* **WHAT IS ASKED**
Below is a listing; reproduce each line of it exactly.

═════ SUPPLIED MATERIAL ═════

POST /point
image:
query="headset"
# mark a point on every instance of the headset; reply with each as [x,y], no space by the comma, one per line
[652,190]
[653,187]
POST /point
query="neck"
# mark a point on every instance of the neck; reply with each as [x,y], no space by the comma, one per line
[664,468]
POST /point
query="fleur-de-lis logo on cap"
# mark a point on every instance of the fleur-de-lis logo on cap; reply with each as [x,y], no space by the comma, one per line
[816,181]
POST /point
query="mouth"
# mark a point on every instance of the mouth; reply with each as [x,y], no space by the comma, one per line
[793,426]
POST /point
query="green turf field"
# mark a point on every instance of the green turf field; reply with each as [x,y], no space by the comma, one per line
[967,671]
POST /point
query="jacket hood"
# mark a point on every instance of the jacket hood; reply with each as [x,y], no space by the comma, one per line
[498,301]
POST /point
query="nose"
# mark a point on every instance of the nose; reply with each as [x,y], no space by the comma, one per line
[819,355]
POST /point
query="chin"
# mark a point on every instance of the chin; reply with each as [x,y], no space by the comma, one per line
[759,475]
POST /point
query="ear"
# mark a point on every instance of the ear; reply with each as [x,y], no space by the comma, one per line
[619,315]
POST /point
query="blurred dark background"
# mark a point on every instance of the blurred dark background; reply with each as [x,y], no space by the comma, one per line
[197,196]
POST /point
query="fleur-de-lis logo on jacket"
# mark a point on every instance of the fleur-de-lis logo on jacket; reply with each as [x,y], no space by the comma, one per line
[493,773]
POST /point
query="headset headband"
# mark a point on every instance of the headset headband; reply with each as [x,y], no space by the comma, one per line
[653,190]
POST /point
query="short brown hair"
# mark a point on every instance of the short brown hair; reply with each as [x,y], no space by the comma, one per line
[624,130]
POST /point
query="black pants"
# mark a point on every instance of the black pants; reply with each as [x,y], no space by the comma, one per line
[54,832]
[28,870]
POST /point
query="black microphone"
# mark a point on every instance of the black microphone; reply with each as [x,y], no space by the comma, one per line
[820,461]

═════

* **TASK ANSWER**
POST /point
image:
query="headset"
# mark a point on every instance of the headset; reply with each as [x,y], no space by the comma, one per line
[652,190]
[653,187]
POST /point
query="neck"
# mark a point on every instance of the neck; reply with each as [x,y], no space by the comma, one per line
[664,468]
POST /point
query="fleur-de-lis logo on cap"
# mark a point on every instance of the fleur-de-lis logo on cap; reply with each as [x,y], no space by the comma, one per line
[816,181]
POST /point
query="mouth"
# mark a point on every instance of the mouth; reply with each as [x,y], no space by the comma, one per line
[793,426]
POST /point
query="green turf field"
# mark a point on every instance of the green turf field; reply with each as [x,y], no space by the comma, one per line
[967,671]
POST /point
query="jacket hood"
# mark a point on every instance of the jacket hood; reply with each as [x,y], no space by the comma, one per line
[498,301]
POST /point
query="nose"
# mark a point on every instance of the nose; reply with each as [x,y], no space by the comma, one per line
[819,355]
POST /point
query="chin"
# mark a point on every instance of the chin; reply with each as [x,y], no space by the comma, one per line
[759,475]
POST /point
query="ear"
# mark a point on every instance of the ear; reply with each as [x,y], no space by the comma, one per line
[619,315]
POST /point
query="blurred dark background"
# mark a point on every instance of the blurred dark background; reply with each as [x,y], no space by the comma, one per line
[197,196]
POST /point
query="fleur-de-lis logo on jacket"
# mark a point on every instance of the fleur-de-lis logo on jacket; reply with each as [x,y], no space by the comma, one per line
[493,773]
POST /point
query="headset headband"
# mark a point on every instance of the headset headband; reply with each as [x,y], no space by the comma, one per line
[653,190]
POST /point
query="short brown hair"
# mark a point on every instance of the short brown hair; reply with each as [x,y], no space by the comma, one per line
[624,130]
POST /point
query="black pants"
# mark a point on every instance of the black pants; reply with each as [x,y], no space by the comma, one per line
[54,832]
[28,870]
POST /point
query="black microphone"
# mark a point on every instance of the black microphone; reply with each as [x,y], no space by the comma, one per line
[820,461]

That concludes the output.